*What you will do*.
Present the lines as a Markdown table with the columns Row and Content, starting at the first line and ending at the line that contains "[130,245,684,519]", both included. Number each row, skip blank lines, and leave the pictures out.

— START Data excerpts —

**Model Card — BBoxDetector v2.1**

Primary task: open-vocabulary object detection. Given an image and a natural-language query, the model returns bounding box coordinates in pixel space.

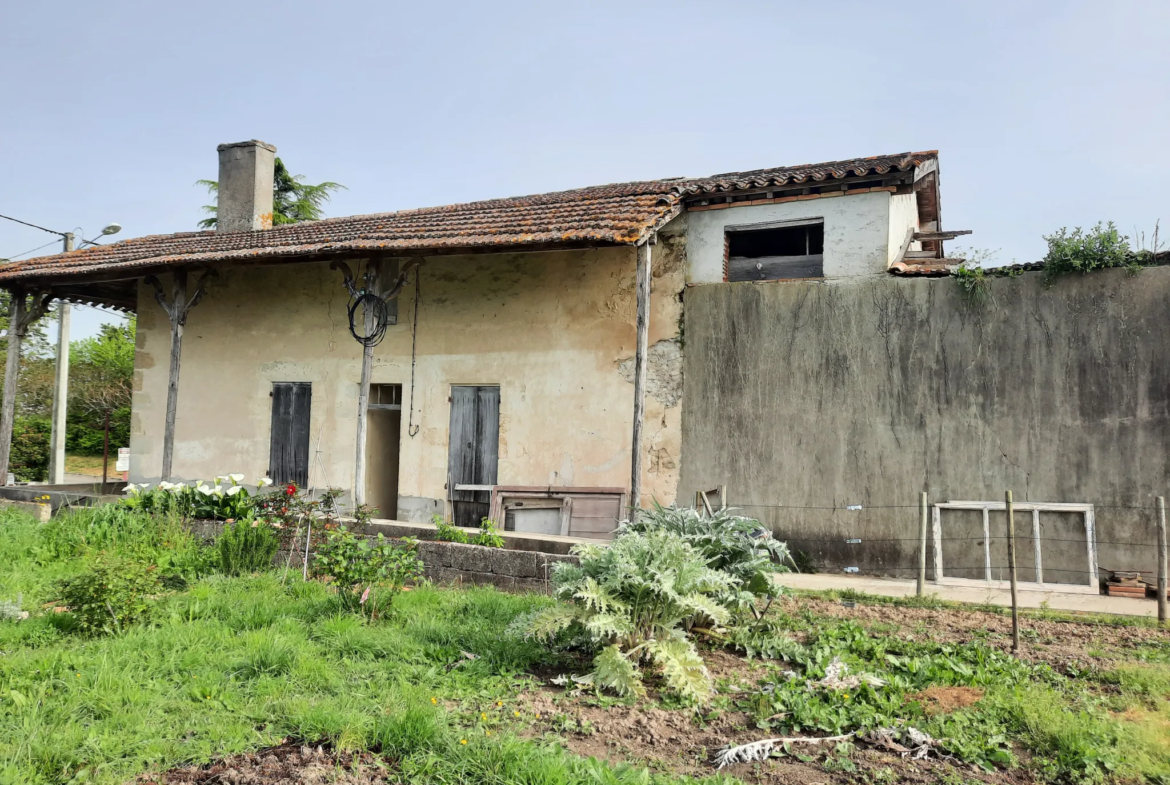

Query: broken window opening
[725,219,825,281]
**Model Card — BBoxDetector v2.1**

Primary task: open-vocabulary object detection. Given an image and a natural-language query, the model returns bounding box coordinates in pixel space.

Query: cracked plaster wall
[679,268,1170,583]
[130,245,684,519]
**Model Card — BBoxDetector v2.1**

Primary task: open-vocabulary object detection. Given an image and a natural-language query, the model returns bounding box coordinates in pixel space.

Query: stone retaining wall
[419,540,577,592]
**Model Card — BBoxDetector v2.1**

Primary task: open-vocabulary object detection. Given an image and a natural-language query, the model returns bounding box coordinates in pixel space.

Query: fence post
[1158,496,1166,627]
[918,491,927,597]
[1004,490,1020,652]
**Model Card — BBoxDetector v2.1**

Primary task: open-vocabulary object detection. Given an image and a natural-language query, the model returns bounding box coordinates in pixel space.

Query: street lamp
[49,223,122,490]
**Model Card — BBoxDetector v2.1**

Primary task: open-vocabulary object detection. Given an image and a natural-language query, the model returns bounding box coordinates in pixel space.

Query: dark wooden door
[447,385,500,526]
[268,381,312,488]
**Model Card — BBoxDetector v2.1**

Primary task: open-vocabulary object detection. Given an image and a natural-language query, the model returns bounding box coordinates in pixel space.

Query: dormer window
[724,218,825,281]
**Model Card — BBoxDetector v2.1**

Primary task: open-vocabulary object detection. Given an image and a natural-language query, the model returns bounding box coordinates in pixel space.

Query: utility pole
[49,232,74,486]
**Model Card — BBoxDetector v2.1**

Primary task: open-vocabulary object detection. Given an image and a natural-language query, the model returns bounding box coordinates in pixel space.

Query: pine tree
[195,158,345,229]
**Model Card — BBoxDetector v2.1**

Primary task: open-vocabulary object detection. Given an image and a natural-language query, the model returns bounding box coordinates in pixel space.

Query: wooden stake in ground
[1004,490,1020,652]
[1158,496,1166,627]
[0,290,53,486]
[145,267,218,480]
[917,491,927,597]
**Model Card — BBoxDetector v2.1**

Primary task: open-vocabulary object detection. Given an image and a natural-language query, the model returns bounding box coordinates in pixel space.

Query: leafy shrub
[1044,221,1143,281]
[618,504,792,595]
[215,518,281,576]
[431,515,472,545]
[122,474,273,521]
[522,530,739,702]
[314,528,422,617]
[57,558,161,635]
[33,504,211,586]
[472,518,504,548]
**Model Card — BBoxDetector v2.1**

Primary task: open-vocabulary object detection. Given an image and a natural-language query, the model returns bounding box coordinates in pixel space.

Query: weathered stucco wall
[687,191,904,283]
[679,268,1170,581]
[130,244,684,519]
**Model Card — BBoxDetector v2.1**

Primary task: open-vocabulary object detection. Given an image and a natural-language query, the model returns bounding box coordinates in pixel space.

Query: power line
[5,240,61,262]
[0,215,66,236]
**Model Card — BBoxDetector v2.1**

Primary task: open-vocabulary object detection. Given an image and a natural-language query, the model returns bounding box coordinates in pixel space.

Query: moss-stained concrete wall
[679,268,1170,581]
[130,242,684,519]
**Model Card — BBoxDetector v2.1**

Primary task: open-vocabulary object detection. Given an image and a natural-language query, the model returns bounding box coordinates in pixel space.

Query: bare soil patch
[911,687,983,715]
[779,597,1166,672]
[135,743,393,785]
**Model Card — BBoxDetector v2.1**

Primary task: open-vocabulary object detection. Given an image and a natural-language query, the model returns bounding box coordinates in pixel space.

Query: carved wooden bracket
[145,268,219,326]
[329,256,424,302]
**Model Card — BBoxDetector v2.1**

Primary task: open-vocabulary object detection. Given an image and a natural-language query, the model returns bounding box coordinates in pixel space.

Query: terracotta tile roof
[0,151,937,285]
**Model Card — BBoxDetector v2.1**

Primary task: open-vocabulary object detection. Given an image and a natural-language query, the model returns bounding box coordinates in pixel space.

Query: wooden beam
[0,289,53,486]
[629,237,654,517]
[914,229,972,242]
[146,268,219,480]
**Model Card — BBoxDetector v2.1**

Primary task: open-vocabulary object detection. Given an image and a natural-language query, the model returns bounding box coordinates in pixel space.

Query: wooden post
[145,267,215,480]
[0,290,51,486]
[917,491,927,597]
[629,237,654,517]
[1158,496,1166,627]
[1004,490,1020,652]
[102,409,110,494]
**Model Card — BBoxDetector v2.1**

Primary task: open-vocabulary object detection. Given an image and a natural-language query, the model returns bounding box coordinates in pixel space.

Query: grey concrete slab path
[776,572,1158,618]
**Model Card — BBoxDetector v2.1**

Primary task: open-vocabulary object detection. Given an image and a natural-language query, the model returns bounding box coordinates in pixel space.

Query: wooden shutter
[268,381,312,488]
[447,386,500,526]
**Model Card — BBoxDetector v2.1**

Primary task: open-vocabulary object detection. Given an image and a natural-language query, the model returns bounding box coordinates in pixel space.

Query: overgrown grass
[0,511,723,785]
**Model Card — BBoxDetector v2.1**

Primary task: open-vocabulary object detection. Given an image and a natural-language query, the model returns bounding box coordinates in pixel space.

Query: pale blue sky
[0,0,1170,335]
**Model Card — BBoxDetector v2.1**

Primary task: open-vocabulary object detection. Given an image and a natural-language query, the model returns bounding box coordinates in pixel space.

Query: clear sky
[0,0,1170,335]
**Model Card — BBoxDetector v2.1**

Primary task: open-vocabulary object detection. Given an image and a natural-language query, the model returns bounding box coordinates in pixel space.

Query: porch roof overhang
[0,151,937,310]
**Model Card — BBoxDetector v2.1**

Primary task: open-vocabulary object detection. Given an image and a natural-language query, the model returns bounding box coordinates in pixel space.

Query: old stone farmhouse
[0,142,1170,583]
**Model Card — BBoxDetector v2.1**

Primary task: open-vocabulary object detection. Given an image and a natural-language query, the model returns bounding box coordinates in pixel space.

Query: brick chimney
[215,139,276,233]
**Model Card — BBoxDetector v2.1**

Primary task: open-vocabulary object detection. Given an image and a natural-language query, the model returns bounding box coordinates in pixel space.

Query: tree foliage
[195,158,345,229]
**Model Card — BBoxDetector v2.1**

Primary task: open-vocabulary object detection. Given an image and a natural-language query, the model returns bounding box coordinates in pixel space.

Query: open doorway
[366,385,402,518]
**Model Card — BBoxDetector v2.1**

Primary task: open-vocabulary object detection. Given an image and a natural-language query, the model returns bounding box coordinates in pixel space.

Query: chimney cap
[215,139,276,152]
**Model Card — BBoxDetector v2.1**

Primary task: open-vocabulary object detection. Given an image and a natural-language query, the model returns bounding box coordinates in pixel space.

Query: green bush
[8,416,53,482]
[1044,221,1152,281]
[57,558,161,635]
[521,530,739,702]
[431,515,472,545]
[312,526,422,618]
[618,504,792,595]
[472,518,504,548]
[215,518,281,576]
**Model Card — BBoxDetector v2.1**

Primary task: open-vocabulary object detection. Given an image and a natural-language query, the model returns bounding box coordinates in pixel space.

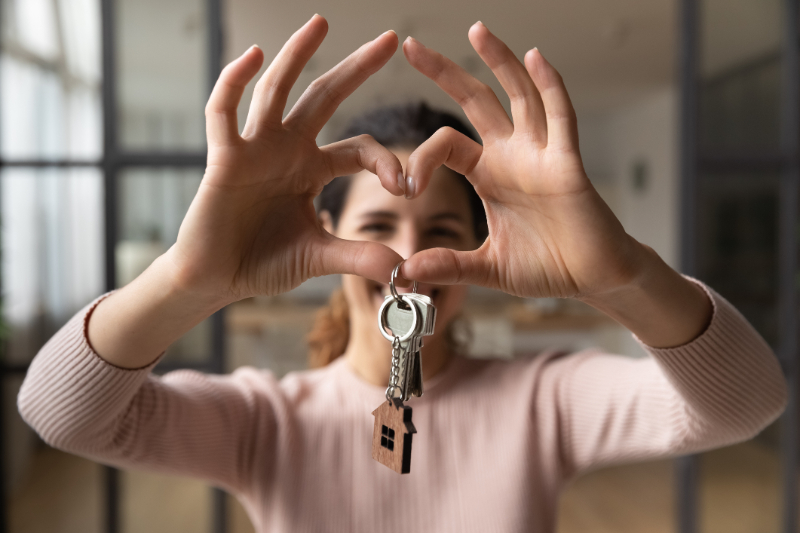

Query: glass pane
[0,167,104,363]
[698,174,782,533]
[120,471,213,533]
[3,376,104,533]
[697,170,778,348]
[0,0,102,159]
[115,0,208,150]
[699,424,783,533]
[115,169,211,362]
[699,0,782,150]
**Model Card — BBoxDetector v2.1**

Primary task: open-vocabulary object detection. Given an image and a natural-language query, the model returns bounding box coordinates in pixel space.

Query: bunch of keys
[372,262,436,474]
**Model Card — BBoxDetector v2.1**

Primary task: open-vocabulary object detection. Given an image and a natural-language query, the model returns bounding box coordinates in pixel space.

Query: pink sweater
[18,280,786,533]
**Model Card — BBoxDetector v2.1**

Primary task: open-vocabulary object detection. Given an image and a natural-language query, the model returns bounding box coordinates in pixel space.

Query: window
[381,426,394,452]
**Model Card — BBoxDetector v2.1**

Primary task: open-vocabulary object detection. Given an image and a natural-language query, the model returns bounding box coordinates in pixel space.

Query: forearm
[88,247,230,368]
[582,246,713,348]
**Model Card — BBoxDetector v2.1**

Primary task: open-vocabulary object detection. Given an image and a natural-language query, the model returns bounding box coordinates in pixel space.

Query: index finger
[284,30,397,138]
[403,37,514,141]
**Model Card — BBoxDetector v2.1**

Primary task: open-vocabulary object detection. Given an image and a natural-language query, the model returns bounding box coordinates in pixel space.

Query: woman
[19,16,786,532]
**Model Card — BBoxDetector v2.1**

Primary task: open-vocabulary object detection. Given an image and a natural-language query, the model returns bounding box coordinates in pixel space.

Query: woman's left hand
[403,22,649,297]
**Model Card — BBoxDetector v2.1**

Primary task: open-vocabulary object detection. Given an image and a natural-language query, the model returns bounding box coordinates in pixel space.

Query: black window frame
[675,0,800,533]
[0,0,228,533]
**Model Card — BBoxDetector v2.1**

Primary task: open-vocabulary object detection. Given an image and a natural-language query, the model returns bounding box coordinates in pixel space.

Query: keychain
[372,261,436,474]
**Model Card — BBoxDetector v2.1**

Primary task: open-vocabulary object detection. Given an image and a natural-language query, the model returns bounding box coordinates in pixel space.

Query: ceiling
[224,0,780,140]
[225,0,676,137]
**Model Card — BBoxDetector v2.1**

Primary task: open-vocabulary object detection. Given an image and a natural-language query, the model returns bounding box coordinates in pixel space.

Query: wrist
[158,245,239,316]
[581,245,713,348]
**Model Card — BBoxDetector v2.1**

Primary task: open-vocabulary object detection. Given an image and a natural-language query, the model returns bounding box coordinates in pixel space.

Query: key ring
[389,259,417,303]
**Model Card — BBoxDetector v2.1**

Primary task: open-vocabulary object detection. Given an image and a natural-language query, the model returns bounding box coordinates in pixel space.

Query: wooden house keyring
[372,262,436,474]
[372,398,417,474]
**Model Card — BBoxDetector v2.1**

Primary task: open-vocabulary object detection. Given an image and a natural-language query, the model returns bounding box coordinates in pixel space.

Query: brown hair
[307,102,489,368]
[306,288,350,368]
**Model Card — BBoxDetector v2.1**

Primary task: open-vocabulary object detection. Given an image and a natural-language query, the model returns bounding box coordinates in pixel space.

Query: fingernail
[406,176,417,200]
[372,30,394,42]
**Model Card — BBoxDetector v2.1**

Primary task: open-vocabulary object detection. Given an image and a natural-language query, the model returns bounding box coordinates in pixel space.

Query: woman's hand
[402,22,711,347]
[403,22,642,297]
[168,15,403,305]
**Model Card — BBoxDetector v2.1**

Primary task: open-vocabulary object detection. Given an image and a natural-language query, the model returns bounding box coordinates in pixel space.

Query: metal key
[381,293,436,401]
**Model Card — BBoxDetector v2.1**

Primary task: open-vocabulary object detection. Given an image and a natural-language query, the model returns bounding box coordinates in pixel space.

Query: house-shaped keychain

— END Data excerpts —

*Response to the task*.
| Row | Content |
|---|---|
| 1 | **Model Card — BBoxDetector v2.1** |
| 2 | Primary task: open-vocabulary object detection. Given an image and a natural-language query, the model returns bounding box coordinates in pixel space. |
| 3 | Query: broken window opening |
| 4 | [725,219,825,281] |
| 5 | **Model Card — BBoxDetector v2.1** |
| 6 | Primary task: open-vocabulary object detection. Given an image and a natural-language query, the model returns bounding box coordinates in pixel space. |
| 7 | Query: cracked plaster wall |
| 8 | [679,268,1170,583] |
| 9 | [130,245,684,519] |